What you have to do: Write out the stretch from "Besides those colours, the" through "that was manifested." in the passage on Egyptian colors and chromotherapy.

Text under study:
BEGIN

Golden jewel with diverse precious stones, with a prominent Sun in cornelian (red) and a beetle in lapis-lazulli (blue).

   Besides those colours, the Egyptian also used these shades:
   White - it represents purity. The Egyptians always used to dress in white.
   Black - it represents eternal transformations or transmutations.
   Finally, we can say that Chromo Therapy had its origin in Ancient Egypt approximately 2800 B.C., starting with a therapeutic use of flowers, precious stones and semi-precious stones of several colours, according to their similarity to the disease that was manifested.
   Afterwards, with the manufacturing of translucid colourful glass, and after medical research on the function of colours in patients recovery, Chromo Therapy was successfully adopted internationally.

END

Material shown:
BEGIN

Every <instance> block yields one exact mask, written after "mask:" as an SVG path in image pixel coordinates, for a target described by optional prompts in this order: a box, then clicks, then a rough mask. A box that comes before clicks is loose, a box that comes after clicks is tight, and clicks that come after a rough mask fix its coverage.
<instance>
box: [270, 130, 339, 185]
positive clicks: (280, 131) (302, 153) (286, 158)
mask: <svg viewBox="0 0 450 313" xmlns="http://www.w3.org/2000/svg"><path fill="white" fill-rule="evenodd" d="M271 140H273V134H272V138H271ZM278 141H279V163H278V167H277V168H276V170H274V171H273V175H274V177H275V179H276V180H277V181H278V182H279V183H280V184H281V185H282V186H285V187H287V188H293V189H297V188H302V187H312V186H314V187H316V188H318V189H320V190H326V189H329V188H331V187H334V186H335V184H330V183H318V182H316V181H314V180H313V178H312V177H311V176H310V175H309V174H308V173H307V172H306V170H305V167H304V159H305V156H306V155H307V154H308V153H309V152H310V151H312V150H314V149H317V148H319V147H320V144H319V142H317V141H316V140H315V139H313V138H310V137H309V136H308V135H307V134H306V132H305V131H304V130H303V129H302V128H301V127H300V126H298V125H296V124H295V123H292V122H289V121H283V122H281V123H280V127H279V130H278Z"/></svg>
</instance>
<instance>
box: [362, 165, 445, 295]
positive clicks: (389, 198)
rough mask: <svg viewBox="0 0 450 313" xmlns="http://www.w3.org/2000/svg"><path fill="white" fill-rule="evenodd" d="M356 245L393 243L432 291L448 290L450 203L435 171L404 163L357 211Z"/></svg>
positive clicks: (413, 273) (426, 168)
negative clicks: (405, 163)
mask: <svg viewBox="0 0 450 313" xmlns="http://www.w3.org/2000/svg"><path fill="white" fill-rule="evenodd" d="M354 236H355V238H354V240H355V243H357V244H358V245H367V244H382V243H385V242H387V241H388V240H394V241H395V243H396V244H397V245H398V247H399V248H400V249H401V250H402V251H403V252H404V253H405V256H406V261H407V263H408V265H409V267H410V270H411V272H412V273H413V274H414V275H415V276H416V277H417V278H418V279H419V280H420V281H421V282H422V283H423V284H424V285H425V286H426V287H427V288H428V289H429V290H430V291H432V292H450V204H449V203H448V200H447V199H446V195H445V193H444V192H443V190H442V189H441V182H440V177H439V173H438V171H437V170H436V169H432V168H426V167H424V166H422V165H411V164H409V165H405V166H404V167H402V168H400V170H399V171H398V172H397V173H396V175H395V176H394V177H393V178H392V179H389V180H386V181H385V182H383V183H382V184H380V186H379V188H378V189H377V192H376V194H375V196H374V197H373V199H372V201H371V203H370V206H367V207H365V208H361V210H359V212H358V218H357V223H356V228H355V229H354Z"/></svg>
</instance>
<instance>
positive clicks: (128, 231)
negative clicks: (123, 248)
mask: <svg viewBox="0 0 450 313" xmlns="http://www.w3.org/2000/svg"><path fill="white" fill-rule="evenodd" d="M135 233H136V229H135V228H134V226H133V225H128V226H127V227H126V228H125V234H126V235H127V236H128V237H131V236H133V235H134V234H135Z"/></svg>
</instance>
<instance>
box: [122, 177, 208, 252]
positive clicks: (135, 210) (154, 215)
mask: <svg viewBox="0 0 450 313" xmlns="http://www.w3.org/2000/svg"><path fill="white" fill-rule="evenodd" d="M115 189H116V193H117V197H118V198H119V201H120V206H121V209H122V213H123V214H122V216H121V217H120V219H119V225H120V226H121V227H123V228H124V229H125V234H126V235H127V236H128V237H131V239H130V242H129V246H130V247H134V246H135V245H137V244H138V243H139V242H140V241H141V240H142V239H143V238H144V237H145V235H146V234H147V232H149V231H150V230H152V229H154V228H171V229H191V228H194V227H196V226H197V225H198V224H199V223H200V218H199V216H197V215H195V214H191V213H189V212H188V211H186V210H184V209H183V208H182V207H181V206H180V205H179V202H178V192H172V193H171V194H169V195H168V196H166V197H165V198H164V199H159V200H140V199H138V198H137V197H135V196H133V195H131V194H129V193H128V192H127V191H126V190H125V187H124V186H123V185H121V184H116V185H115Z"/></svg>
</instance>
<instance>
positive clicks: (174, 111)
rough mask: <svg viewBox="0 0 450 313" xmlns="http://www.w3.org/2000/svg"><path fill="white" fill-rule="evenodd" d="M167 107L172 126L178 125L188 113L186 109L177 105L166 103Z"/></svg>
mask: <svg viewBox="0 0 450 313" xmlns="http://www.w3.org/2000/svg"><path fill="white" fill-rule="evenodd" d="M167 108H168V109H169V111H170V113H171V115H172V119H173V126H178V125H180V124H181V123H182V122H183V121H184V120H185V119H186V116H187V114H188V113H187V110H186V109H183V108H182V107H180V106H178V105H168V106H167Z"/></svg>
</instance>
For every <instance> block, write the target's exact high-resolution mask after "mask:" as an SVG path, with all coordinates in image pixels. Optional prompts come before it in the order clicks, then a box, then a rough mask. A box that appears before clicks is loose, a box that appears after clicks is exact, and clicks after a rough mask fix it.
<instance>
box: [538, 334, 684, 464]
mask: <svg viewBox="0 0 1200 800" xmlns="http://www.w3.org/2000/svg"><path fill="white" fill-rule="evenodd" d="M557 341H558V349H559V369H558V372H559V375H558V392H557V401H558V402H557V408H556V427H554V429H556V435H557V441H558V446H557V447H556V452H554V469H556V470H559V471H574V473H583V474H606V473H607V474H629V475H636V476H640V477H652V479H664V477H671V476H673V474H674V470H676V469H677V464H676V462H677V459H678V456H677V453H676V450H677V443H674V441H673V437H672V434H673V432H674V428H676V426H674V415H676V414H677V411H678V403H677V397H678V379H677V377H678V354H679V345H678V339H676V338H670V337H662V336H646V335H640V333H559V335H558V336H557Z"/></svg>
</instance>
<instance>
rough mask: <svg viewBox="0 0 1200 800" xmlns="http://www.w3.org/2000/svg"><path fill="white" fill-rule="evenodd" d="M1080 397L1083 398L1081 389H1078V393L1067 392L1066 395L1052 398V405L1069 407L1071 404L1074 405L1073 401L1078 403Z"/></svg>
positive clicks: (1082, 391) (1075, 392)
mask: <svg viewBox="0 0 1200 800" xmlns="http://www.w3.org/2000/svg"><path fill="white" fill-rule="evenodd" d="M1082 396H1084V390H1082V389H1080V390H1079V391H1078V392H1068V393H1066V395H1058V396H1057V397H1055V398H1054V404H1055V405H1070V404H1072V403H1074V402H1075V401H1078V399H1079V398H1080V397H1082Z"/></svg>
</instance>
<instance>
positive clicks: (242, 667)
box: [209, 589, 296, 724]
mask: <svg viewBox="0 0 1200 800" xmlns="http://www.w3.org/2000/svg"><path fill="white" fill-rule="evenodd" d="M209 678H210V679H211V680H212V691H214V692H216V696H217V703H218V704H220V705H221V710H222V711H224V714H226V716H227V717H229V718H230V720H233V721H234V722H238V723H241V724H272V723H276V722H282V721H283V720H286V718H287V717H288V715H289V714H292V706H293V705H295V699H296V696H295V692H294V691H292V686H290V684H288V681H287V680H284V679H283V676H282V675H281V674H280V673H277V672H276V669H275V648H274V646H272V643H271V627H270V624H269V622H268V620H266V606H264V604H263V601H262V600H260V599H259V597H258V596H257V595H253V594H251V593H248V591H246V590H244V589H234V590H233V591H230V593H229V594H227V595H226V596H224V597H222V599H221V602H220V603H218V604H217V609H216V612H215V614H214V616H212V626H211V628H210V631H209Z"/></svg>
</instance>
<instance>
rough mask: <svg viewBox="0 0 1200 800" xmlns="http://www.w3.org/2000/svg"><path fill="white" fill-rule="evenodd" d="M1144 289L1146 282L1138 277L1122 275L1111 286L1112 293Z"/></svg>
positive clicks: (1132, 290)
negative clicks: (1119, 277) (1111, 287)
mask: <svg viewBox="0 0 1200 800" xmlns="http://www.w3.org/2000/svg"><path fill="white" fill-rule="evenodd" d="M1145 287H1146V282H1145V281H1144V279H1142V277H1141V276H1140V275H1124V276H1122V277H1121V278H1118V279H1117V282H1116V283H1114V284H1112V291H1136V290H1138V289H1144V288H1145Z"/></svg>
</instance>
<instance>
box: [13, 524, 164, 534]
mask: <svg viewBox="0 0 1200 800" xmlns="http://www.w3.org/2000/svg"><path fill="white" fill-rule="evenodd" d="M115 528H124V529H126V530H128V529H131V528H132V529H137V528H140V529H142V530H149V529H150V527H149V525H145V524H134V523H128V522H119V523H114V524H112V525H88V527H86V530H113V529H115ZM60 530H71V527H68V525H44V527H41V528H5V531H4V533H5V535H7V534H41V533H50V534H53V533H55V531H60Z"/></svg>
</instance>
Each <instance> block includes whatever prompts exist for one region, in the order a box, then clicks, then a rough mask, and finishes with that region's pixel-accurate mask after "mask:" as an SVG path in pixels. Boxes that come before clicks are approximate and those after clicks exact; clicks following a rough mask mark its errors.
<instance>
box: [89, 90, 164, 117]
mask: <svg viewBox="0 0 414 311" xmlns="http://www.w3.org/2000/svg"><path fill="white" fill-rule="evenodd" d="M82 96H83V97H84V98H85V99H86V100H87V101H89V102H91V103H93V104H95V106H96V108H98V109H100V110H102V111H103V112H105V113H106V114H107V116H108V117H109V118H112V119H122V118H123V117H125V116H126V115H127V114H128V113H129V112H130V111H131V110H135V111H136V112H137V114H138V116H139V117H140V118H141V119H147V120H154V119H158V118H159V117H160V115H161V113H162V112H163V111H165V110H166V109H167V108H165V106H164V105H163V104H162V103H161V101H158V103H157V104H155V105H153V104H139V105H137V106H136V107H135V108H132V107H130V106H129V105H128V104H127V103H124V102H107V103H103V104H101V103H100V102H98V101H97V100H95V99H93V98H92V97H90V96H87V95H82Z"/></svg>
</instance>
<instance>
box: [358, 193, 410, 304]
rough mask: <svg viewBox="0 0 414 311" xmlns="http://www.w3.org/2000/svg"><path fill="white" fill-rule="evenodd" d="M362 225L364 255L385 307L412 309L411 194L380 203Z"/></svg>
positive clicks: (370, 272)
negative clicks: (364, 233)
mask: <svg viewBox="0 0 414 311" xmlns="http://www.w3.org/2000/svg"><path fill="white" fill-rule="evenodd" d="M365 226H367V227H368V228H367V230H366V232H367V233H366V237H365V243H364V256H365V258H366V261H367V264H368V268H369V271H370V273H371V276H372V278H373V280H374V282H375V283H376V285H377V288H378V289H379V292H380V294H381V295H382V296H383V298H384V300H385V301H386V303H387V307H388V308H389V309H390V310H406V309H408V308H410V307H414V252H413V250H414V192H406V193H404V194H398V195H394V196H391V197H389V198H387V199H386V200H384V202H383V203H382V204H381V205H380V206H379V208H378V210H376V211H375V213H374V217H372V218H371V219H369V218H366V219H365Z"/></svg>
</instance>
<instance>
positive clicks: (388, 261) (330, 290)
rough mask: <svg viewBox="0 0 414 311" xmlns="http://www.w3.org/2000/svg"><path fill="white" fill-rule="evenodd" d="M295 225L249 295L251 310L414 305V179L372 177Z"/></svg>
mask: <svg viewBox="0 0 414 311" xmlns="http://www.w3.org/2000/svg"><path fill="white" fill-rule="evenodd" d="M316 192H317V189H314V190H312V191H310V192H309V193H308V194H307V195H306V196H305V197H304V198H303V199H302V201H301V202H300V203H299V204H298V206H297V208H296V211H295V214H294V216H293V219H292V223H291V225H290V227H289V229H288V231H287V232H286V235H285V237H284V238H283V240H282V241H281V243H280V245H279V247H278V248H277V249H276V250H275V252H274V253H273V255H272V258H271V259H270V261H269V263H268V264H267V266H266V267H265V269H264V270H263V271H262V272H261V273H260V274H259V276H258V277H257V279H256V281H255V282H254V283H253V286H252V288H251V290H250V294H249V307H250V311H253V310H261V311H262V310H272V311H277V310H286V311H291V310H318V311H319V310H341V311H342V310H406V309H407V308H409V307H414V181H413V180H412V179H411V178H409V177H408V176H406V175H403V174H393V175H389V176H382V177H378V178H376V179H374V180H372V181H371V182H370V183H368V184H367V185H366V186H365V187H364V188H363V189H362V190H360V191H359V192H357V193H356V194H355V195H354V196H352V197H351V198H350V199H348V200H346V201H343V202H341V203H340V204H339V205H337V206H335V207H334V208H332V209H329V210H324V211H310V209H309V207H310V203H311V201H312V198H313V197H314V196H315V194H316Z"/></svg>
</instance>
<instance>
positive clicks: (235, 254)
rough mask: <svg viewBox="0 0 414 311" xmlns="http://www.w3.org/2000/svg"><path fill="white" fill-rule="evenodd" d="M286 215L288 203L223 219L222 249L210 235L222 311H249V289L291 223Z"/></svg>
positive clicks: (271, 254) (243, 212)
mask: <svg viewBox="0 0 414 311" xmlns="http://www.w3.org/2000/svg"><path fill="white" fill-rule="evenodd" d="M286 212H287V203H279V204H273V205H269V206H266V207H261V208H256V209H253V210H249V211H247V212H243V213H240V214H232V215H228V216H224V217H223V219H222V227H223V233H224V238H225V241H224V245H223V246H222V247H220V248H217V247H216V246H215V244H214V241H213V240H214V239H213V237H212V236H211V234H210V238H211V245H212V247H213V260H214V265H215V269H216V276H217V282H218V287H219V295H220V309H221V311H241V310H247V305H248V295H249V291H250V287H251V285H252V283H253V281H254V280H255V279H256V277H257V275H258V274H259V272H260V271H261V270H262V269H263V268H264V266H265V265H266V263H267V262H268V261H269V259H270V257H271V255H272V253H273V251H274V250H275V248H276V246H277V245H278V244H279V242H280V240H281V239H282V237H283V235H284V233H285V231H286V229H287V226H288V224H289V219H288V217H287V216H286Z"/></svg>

END

Task result:
Besides those colours, the Egyptian also used these shades:
   White - it represents purity. The Egyptians always used to dress in white.
   Black - it represents eternal transformations or transmutations.
   Finally, we can say that Chromo Therapy had its origin in Ancient Egypt approximately 2800 B.C., starting with a therapeutic use of flowers, precious stones and semi-precious stones of several colours, according to their similarity to the disease that was manifested.